What you should do
Rewrite everything from the line "Locate every smoking chimney." down to the end of the items, adding 62 to each bounding-box coordinate and keeping all other lines unchanged.
--- Start Supplied information ---
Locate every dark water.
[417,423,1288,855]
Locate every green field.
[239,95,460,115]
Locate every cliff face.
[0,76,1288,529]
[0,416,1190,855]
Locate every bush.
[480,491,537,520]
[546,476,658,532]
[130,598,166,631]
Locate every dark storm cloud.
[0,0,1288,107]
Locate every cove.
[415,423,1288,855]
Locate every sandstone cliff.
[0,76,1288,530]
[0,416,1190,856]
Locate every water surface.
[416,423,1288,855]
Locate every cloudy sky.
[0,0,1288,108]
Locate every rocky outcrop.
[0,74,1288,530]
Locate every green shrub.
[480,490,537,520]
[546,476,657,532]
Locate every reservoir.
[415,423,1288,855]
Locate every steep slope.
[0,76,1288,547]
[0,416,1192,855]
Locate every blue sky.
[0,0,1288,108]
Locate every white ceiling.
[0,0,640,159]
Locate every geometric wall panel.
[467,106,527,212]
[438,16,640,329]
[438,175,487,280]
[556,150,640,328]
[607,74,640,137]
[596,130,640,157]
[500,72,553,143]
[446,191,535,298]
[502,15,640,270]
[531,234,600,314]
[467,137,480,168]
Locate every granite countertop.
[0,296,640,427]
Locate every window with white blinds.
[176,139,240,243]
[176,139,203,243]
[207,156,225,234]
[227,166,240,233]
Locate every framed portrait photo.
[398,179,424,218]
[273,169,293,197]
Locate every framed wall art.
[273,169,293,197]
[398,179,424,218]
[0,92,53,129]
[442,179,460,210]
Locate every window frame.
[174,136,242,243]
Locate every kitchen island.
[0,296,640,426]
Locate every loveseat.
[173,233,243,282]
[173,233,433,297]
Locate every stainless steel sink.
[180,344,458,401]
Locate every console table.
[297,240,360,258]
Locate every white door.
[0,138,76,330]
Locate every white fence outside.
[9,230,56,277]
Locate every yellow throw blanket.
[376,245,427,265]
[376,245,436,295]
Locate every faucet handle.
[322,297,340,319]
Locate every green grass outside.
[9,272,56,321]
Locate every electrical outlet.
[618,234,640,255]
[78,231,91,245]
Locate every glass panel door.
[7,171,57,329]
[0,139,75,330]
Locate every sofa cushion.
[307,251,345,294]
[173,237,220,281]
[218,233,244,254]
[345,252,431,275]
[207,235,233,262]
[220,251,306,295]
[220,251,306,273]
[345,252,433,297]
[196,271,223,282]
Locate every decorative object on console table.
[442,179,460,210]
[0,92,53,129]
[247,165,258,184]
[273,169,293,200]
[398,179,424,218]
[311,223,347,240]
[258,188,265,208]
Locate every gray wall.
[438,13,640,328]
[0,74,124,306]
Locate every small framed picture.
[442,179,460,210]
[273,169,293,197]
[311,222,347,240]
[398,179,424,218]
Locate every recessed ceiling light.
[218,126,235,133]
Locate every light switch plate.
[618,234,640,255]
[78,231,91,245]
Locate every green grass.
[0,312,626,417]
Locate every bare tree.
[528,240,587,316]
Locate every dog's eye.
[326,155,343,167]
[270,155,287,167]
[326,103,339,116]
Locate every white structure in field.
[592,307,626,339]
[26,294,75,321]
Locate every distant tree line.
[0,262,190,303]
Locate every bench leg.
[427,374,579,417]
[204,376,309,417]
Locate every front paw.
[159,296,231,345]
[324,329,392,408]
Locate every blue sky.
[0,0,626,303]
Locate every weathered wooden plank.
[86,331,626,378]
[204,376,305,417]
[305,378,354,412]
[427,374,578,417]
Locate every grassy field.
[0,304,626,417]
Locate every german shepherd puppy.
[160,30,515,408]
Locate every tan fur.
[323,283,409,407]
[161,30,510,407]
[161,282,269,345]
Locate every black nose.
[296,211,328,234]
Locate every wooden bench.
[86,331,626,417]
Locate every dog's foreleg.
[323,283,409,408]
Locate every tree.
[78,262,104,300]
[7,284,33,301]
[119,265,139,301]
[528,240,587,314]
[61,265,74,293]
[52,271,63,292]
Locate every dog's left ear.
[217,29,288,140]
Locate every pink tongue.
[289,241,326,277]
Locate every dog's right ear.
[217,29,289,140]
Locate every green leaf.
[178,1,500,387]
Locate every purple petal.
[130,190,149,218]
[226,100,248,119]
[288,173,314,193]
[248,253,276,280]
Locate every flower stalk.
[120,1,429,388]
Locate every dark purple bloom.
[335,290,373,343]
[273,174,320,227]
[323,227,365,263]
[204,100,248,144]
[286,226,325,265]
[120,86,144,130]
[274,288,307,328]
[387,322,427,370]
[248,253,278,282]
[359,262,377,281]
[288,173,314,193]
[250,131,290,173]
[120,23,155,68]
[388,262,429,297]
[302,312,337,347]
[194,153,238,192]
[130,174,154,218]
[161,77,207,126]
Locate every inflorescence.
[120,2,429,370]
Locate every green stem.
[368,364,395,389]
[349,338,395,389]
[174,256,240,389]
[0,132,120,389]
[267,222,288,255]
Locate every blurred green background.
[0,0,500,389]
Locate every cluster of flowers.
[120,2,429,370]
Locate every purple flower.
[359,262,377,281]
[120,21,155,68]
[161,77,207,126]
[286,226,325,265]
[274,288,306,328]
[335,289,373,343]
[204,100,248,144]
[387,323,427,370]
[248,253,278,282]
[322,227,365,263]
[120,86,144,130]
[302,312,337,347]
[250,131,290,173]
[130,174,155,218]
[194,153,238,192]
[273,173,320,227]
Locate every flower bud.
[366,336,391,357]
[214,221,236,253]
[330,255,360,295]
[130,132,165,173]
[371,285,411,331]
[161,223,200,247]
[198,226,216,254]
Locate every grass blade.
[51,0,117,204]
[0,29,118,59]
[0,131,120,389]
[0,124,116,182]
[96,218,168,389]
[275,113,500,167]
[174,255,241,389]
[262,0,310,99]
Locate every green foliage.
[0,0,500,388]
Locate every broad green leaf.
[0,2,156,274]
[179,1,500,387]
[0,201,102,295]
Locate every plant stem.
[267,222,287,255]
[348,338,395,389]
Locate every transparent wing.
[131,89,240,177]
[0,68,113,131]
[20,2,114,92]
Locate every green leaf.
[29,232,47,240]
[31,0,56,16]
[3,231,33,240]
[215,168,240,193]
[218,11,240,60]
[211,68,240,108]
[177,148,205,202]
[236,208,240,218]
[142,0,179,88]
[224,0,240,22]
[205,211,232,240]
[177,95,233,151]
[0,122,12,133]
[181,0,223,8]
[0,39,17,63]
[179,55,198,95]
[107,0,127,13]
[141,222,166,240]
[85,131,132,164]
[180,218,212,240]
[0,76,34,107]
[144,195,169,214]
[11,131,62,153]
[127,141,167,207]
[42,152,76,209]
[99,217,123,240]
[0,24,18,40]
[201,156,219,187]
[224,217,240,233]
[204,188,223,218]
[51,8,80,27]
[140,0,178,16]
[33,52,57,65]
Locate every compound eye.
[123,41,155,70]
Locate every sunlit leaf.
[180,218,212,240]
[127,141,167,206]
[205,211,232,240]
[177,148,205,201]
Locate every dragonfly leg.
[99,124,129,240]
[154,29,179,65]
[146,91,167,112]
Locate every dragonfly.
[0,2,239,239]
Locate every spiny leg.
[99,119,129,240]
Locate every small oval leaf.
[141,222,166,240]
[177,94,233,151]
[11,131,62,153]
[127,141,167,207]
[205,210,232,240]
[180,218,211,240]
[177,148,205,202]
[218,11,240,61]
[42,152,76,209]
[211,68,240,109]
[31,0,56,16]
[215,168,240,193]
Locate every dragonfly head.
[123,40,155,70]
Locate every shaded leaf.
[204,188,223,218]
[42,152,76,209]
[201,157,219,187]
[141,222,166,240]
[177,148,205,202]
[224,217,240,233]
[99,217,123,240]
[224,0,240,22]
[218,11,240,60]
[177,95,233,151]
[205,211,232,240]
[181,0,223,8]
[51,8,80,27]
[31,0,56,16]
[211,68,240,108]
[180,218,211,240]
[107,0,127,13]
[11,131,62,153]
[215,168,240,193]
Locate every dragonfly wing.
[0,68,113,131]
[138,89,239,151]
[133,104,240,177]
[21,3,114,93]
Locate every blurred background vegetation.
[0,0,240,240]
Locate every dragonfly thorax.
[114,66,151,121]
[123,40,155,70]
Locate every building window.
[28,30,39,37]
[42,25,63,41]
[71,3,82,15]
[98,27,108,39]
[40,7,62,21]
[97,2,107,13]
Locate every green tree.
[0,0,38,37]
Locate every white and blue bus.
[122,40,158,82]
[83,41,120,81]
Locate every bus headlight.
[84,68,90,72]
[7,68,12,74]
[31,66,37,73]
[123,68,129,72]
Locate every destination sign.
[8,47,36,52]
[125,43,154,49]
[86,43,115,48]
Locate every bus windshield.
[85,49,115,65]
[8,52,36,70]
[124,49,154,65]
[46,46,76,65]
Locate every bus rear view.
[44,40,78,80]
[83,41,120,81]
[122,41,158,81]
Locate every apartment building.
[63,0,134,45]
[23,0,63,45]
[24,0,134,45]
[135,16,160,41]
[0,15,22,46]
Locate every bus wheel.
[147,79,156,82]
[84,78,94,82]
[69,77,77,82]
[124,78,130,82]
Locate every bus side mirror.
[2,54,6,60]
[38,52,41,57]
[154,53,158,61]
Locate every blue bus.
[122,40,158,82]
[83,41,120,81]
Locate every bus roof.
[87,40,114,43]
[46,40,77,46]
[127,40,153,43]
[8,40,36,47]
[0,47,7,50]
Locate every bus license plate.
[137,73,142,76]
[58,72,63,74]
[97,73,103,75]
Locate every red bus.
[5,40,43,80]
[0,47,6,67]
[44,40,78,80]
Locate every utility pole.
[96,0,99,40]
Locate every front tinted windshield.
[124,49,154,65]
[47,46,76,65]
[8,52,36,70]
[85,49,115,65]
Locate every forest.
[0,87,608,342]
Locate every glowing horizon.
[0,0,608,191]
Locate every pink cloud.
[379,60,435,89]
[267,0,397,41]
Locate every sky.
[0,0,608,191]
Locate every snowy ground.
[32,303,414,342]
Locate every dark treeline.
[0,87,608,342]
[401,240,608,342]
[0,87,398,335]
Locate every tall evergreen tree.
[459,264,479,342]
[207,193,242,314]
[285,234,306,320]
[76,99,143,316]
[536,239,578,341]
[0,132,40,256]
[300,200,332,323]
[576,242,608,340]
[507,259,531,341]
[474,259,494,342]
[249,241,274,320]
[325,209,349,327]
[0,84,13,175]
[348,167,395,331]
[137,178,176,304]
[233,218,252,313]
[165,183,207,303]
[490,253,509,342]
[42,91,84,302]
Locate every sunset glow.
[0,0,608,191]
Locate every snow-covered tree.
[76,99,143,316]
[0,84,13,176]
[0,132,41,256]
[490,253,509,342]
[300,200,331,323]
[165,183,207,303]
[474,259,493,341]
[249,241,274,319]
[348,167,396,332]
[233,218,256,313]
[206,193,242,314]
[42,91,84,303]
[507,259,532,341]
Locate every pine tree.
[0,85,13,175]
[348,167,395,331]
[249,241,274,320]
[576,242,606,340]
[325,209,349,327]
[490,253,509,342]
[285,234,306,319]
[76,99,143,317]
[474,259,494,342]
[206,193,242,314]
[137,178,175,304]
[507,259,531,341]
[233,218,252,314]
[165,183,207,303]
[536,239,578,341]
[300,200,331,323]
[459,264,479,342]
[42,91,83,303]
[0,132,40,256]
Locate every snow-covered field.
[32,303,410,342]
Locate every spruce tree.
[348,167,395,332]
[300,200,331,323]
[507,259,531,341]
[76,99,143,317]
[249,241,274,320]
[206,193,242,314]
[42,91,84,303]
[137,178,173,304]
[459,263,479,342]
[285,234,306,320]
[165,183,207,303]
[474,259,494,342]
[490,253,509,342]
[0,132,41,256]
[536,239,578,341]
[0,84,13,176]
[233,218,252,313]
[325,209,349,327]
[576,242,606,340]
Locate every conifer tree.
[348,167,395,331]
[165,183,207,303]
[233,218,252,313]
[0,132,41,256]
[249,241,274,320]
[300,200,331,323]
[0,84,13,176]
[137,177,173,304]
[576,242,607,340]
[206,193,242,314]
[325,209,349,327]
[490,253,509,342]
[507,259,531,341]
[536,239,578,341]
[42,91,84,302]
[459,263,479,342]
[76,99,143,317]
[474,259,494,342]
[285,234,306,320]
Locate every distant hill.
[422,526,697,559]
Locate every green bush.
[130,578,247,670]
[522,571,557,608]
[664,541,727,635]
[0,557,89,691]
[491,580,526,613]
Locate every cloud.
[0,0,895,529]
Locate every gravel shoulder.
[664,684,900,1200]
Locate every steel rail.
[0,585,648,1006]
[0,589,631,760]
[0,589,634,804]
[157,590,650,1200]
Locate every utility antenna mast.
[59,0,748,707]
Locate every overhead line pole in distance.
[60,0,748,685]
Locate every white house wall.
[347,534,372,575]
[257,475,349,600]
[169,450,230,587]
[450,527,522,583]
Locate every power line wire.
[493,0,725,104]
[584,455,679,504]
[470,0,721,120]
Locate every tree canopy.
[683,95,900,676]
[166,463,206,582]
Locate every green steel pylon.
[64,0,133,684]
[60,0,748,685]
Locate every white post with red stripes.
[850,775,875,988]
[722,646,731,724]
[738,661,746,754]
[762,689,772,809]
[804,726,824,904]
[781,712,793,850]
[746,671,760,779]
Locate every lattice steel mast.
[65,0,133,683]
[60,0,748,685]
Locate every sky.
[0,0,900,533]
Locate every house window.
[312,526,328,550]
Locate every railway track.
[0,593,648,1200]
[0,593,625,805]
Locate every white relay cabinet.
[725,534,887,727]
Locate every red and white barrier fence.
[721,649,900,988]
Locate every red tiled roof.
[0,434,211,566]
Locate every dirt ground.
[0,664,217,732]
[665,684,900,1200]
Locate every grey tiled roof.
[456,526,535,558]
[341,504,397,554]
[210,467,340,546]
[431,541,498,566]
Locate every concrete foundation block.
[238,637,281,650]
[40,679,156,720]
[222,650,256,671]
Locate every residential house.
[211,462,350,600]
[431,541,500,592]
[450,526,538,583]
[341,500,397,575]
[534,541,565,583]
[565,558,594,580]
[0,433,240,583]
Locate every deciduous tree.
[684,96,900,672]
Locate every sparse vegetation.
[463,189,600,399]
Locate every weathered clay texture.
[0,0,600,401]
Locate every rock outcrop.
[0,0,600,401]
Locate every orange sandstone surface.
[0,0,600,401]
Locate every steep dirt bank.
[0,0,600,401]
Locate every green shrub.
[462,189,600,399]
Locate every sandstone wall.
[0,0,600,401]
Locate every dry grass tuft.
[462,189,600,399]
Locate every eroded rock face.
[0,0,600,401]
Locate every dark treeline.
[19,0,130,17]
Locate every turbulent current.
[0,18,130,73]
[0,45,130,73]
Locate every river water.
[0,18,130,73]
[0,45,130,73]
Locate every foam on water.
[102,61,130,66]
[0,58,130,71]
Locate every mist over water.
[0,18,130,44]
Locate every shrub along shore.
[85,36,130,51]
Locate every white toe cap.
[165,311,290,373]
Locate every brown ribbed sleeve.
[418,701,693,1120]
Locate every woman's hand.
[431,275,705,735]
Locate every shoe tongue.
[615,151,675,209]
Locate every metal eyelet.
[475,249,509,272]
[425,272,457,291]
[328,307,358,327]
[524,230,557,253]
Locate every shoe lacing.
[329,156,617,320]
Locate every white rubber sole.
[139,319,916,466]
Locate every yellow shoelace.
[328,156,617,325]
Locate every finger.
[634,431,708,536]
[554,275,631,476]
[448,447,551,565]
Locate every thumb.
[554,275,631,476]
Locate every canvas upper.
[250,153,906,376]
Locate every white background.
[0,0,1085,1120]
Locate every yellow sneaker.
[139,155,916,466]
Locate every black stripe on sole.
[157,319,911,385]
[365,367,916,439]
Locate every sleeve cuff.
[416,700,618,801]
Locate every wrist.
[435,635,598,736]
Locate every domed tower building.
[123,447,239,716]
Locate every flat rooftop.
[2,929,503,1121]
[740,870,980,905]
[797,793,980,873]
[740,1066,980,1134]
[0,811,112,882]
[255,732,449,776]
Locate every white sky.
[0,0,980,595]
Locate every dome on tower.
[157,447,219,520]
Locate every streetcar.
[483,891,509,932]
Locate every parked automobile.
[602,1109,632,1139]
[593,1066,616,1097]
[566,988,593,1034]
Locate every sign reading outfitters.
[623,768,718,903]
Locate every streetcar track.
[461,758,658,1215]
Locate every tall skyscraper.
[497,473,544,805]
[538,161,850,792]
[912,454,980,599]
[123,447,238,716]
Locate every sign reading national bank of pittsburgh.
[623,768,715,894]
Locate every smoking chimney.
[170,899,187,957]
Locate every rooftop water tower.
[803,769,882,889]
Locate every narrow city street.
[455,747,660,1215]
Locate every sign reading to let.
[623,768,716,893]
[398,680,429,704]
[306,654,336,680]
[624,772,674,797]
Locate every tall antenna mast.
--- End Supplied information ---
Result of the task
Locate every smoking chimney.
[232,961,249,1019]
Locate every rooftop water tower.
[865,831,944,951]
Locate every narrow city street.
[517,809,722,1277]
Locate every sign reading to let.
[685,830,778,955]
[460,742,491,766]
[368,716,398,742]
[686,834,736,859]
Locate every tall antenna mast.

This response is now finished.